══ Data in this exercise

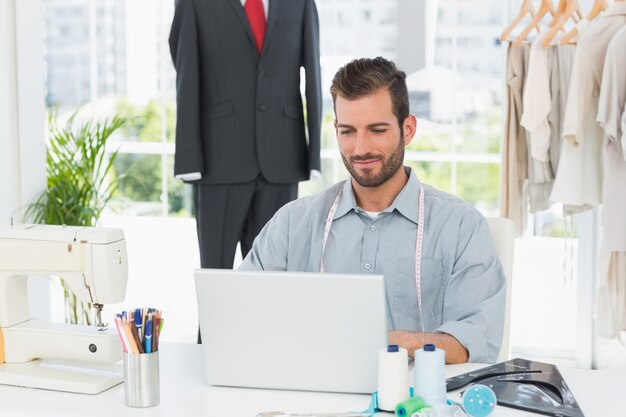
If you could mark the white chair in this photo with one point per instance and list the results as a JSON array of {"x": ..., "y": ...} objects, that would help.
[{"x": 503, "y": 238}]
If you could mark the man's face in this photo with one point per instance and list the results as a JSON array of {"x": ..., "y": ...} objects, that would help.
[{"x": 370, "y": 141}]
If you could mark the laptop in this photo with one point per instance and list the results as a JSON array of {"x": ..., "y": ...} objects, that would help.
[{"x": 292, "y": 330}]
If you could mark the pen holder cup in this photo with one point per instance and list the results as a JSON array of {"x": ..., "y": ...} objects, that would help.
[{"x": 141, "y": 376}]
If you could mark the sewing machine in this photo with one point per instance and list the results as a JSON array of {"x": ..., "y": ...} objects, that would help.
[{"x": 61, "y": 357}]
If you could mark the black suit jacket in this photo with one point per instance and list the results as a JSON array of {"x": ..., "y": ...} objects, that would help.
[{"x": 240, "y": 113}]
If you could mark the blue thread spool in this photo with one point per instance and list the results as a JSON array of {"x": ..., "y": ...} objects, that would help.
[{"x": 479, "y": 400}]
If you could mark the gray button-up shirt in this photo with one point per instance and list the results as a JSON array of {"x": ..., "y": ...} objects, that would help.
[{"x": 463, "y": 284}]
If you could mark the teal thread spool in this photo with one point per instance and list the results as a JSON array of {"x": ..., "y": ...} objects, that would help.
[{"x": 406, "y": 408}]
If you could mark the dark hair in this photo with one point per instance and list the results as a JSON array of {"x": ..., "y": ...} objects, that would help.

════

◆ **Required task**: Copy every record above verbatim into your answer, omitting the pictures.

◆ **Solution to this task**:
If you could mark the white chair in this photo with one point per instance and list the results as a JSON array of {"x": ..., "y": ...} objects, that would help.
[{"x": 503, "y": 238}]
If you could mark the man's face in this photo with one point per instance and list the results as a JSON array of {"x": ..., "y": ...} objects, that would help.
[{"x": 370, "y": 141}]
If you could mark the laptop in this photo with one point per instance and list the results as a JSON array of {"x": ..., "y": ...} objects, that would help.
[{"x": 292, "y": 330}]
If you could mark the pen holder cup in this photo with one point per instance and list the results as a JSON array of {"x": ..., "y": ...} objects, that would help.
[{"x": 141, "y": 376}]
If you could mark the sewing machine in this photo with one point per instance and list the results as a JSON array of {"x": ..., "y": ...} objects, that would help.
[{"x": 61, "y": 357}]
If you could mark the black suit jacket in this photo with one point per instance and list the results as a JSON array of {"x": ..., "y": ...} objects, that would help.
[{"x": 240, "y": 113}]
If you could mark the blue thread spool in this photo with one point per instance and list the results as a JSON array of {"x": ..., "y": ...} objects, that would help.
[{"x": 479, "y": 400}]
If you could mark the gray button-up shirt in this photo with one point per instance and list the results as a JSON array of {"x": ..., "y": ...} objects, that would help.
[{"x": 463, "y": 284}]
If you could mark the teal thread spool in this photo with one point per instance and list the results as a JSON array of {"x": ..., "y": ...} objects, that would help.
[{"x": 406, "y": 408}]
If you could mark the dark hair in this photo with one point per instance and list the results as a JSON array of {"x": ..., "y": ...} objects, that would help.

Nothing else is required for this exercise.